— BEGIN RECORDED DATA —
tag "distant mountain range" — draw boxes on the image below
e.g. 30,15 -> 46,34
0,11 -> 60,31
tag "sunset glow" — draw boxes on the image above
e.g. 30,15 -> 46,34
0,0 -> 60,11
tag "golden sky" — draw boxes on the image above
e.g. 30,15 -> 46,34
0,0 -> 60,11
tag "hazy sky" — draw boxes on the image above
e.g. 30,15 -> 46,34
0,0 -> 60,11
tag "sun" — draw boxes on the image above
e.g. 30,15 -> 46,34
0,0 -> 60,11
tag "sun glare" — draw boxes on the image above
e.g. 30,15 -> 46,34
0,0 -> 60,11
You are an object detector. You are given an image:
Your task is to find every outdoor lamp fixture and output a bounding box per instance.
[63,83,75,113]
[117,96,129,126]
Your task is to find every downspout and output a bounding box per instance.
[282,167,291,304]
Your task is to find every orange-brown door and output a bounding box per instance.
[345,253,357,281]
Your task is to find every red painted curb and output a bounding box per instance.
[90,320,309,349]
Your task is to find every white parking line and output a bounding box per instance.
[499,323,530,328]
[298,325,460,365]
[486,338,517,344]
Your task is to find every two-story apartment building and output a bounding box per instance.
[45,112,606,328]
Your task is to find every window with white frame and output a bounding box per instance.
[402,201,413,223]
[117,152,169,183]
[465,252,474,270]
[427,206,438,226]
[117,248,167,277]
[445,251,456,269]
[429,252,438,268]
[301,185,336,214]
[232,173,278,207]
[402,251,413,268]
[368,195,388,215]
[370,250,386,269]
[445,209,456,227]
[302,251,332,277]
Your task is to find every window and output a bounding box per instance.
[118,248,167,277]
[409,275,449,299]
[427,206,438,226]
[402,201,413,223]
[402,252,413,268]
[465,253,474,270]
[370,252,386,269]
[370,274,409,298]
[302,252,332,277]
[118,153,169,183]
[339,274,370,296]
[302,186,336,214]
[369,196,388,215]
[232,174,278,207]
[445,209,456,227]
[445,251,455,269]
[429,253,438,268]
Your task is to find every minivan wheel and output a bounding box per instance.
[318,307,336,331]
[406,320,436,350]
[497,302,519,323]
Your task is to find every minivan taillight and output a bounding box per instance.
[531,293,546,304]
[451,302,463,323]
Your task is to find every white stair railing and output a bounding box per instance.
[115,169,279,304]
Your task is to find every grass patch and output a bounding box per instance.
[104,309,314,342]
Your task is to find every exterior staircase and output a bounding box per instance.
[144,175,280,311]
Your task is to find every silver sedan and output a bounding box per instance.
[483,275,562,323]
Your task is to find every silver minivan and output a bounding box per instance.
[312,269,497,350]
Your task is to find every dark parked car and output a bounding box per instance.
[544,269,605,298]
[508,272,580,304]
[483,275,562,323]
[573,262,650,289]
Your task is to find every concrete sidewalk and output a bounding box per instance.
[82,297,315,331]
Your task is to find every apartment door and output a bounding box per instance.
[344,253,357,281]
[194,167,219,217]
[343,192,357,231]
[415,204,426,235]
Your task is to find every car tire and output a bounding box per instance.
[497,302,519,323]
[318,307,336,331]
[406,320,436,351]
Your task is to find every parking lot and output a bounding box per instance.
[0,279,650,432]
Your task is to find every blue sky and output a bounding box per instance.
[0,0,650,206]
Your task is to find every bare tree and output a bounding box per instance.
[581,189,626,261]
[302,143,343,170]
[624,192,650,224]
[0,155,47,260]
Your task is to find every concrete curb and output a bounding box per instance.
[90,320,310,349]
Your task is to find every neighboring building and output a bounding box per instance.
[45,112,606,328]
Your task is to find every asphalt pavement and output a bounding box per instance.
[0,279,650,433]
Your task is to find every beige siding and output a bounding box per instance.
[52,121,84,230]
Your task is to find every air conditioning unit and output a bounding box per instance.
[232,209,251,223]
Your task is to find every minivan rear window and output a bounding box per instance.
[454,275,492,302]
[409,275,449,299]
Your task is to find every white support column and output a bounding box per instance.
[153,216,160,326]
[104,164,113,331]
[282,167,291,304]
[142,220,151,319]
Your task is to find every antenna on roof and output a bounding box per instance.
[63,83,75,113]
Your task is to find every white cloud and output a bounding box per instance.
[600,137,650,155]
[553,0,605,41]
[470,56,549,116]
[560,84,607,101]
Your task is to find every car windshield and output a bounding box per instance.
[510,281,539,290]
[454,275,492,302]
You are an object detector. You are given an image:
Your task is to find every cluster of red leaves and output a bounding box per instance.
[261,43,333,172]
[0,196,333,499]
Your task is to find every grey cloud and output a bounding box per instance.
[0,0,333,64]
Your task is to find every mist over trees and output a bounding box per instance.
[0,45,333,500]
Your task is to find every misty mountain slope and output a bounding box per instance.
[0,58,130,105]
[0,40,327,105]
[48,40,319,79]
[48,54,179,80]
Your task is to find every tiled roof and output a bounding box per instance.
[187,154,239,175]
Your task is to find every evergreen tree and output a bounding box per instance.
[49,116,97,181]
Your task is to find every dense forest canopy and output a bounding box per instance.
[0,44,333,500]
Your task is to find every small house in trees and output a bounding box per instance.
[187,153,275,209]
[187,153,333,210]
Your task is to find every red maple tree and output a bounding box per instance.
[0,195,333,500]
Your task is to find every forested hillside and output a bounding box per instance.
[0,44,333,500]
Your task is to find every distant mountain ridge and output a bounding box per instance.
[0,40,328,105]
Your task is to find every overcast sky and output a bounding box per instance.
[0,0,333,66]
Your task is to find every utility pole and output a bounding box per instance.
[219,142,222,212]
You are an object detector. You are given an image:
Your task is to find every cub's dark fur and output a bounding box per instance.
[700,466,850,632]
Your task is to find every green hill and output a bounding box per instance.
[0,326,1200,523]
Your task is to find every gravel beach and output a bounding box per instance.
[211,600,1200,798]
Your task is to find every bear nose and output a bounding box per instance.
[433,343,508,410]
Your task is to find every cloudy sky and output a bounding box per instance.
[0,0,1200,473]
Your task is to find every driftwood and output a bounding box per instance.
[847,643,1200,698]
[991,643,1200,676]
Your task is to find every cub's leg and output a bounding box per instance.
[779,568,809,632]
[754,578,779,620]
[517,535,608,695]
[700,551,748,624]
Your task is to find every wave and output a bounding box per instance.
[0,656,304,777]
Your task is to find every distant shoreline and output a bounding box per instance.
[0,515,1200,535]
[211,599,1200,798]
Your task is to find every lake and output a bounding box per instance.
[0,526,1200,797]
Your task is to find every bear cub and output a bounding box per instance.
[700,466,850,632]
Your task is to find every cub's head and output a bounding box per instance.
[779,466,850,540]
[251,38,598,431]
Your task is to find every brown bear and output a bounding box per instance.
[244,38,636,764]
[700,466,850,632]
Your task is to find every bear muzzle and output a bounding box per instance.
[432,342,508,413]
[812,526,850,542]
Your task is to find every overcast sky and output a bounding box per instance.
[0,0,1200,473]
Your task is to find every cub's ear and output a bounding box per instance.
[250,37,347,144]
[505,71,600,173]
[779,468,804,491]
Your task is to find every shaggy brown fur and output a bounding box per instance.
— END RECORDED DATA —
SET PROBLEM: Write the material out again in its entirety, exactly as shown.

FULL ANSWER:
tag "distant mountain range" — draw boxes on the image below
e.g. 30,15 -> 46,34
0,11 -> 60,31
tag "sunset glow" — draw boxes on the image above
e.g. 30,15 -> 46,34
0,0 -> 60,11
tag "golden sky" — draw boxes on the image above
e.g. 30,15 -> 46,34
0,0 -> 60,11
tag "hazy sky" — draw boxes on the image above
e.g. 30,15 -> 46,34
0,0 -> 60,11
tag "sun" — draw boxes on the image above
e.g. 30,15 -> 46,34
0,0 -> 60,11
tag "sun glare" — draw boxes on the image above
e.g. 30,15 -> 46,34
0,0 -> 60,11
You are an object detector. You are given an image:
Your task is to find every outdoor lamp fixture and output a bounding box per instance.
[63,83,75,113]
[117,96,129,126]
Your task is to find every downspout and output a bounding box per instance.
[282,167,291,304]
Your task is to find every orange-brown door and output a bounding box per instance.
[345,253,357,281]
Your task is to find every red painted curb and output a bounding box per instance.
[90,320,309,349]
Your task is to find every white parking line and output a bounding box per instance.
[499,323,530,328]
[298,325,460,365]
[486,338,517,344]
Your task is to find every two-story apartment building and output a bounding box per instance.
[45,112,606,328]
Your task is to find every window with white frame and output a bounding box per instance.
[402,201,413,223]
[117,152,169,183]
[465,252,474,270]
[427,206,438,226]
[117,248,167,277]
[445,251,456,269]
[429,252,438,268]
[301,185,336,214]
[232,173,278,207]
[402,251,413,268]
[368,195,388,215]
[370,250,386,269]
[445,209,456,227]
[302,251,332,277]
Your task is to find every window and output a bounding box per instance.
[118,248,167,277]
[409,275,449,299]
[427,206,438,226]
[402,201,413,223]
[402,252,413,268]
[465,253,474,270]
[370,252,386,269]
[370,274,409,298]
[302,252,332,277]
[118,153,169,183]
[339,274,370,296]
[302,186,336,214]
[369,196,388,215]
[232,174,278,207]
[445,209,456,227]
[445,251,455,269]
[429,253,438,268]
Your task is to find every minivan wheel and output a bounding box per instance.
[318,307,336,331]
[406,320,436,350]
[497,302,519,323]
Your task is to find every minivan taillight and output a bounding box per instance.
[531,293,546,304]
[451,302,463,323]
Your task is to find every white stair railing and output a bounding box per instance.
[115,169,279,304]
Your task is to find every grass patch and output a bounding box per instance.
[104,309,314,342]
Your task is to find every exterior staircase and output a bounding box per instance.
[144,175,280,311]
Your task is to find every silver sedan and output a bounding box per instance.
[483,275,562,323]
Your task is to find every silver minivan and output a bounding box per instance.
[312,269,497,350]
Your task is to find every dark parked car and output a bounding box per instance.
[544,269,605,298]
[508,272,580,304]
[483,275,562,323]
[573,262,650,289]
Your task is to find every concrete sidewalk and output a bounding box per instance.
[82,297,315,331]
Your task is to find every apartment door and output a bounding box per instance.
[344,253,357,281]
[194,167,219,217]
[343,192,357,231]
[415,204,426,235]
Your task is to find every car tire and output a bounding box per instance.
[497,302,519,323]
[318,307,336,331]
[406,320,436,351]
Your task is to find every parking lot and output a bounding box per instance.
[0,279,650,432]
Your task is to find every blue sky and output a bounding box per instance.
[0,0,650,206]
Your task is to find every bare tree and output a bounding box per instance.
[581,189,626,261]
[302,143,343,170]
[624,192,650,224]
[0,155,47,260]
Your task is to find every concrete curb and output a bounding box per instance.
[90,320,310,349]
Your task is to find every neighboring building and output a bounding box per instance.
[45,112,606,328]
Your task is to find every asphalt pavement and output a bounding box per instance.
[0,279,650,433]
Your task is to find every beige siding and output a bounding box per instance.
[52,121,84,230]
Your task is to find every air conditioning unit and output a bounding box per instance.
[232,209,251,223]
Your task is to find every minivan rear window and output a bounding box per instance.
[454,275,492,302]
[409,275,449,299]
Your task is to find every white support column and output a bounding box per instance.
[153,216,160,326]
[104,164,113,331]
[282,167,291,304]
[142,220,151,319]
Your task is to find every antenna on roof and output a bounding box per instance.
[63,83,75,113]
Your task is to find every white cloud and output a bounding box per instance.
[600,137,650,155]
[553,0,605,41]
[470,56,549,116]
[560,84,607,101]
Your task is to find every car windshield and output a bounding box per instance.
[510,281,539,290]
[454,275,492,302]
You are an object detector. You are given an image:
Your task is to find every cluster of red leaves and output a bounding box per instance.
[261,43,333,172]
[0,196,333,499]
Your task is to find every grey cloud and output a bounding box per instance.
[0,0,333,64]
Your task is to find every mist over trees and output a bounding box per instance.
[0,45,333,500]
Your task is to find every misty mountain slope and output a bounding box per instance.
[0,58,130,105]
[0,40,327,105]
[48,40,319,79]
[48,54,179,80]
Your task is to find every tiled roof and output a bounding box per instance.
[187,154,239,175]
Your task is to find every evergreen tree and output a bounding box per instance.
[49,116,97,181]
Your task is to find every dense forest canopy and output a bounding box per instance.
[0,44,333,500]
Your task is to find every small house in trees and output a bounding box per instance.
[187,153,275,209]
[187,153,333,210]
Your task is to find every red maple tree and output a bounding box per instance.
[0,195,333,500]
Your task is to find every forested hillside and output a bounding box per instance.
[0,44,333,500]
Your task is to find every distant mountain ridge and output a bounding box per instance.
[0,40,328,105]
Your task is to find every overcast sky and output a bounding box per instance.
[0,0,333,66]
Your task is to find every utility pole and output a bounding box per instance.
[219,142,222,212]
You are an object detector. You are given an image:
Your task is to find every cub's dark fur and output a bounding box per instance.
[700,466,850,632]
Your task is to find every green hill and output a bounding box per instance.
[0,326,1200,523]
Your task is to find every gravel beach and output a bounding box per instance.
[211,600,1200,798]
Your task is to find every bear nose and output a bounding box per instance.
[433,343,508,410]
Your task is to find every cloudy sky and output a bounding box per instance.
[0,0,1200,473]
Your task is to find every driftwood and output a bounding box per instance.
[847,643,1200,698]
[991,643,1200,676]
Your task is to find every cub's leg and output a bounding box per instance.
[779,568,809,632]
[754,578,779,620]
[517,535,608,695]
[700,551,748,624]
Your task is to find every wave and output a bounding box per instance.
[0,656,304,777]
Your task is to find every distant shoreline and output a bounding box per instance.
[0,515,1200,535]
[211,599,1200,798]
Your task is to find every lake and output a bounding box per instance.
[0,526,1200,797]
Your task is to find every bear cub and output a bounding box per instance.
[700,466,850,632]
Your task is to find every cub's head and output a bounding box per instance.
[779,466,850,540]
[251,38,598,431]
Your task is to find every brown bear and output a bounding box per instance.
[244,38,636,764]
[700,466,850,632]
Your task is to find every bear muzzle and output a bounding box per instance.
[432,342,508,413]
[812,526,850,542]
Your task is to find every overcast sky and output a bounding box per instance.
[0,0,1200,473]
Your task is to find every cub's ear and output a bounding box per instance.
[250,37,347,144]
[505,71,600,173]
[779,468,804,491]
Your task is to find every shaggy brown fur and output a bounding box per instance.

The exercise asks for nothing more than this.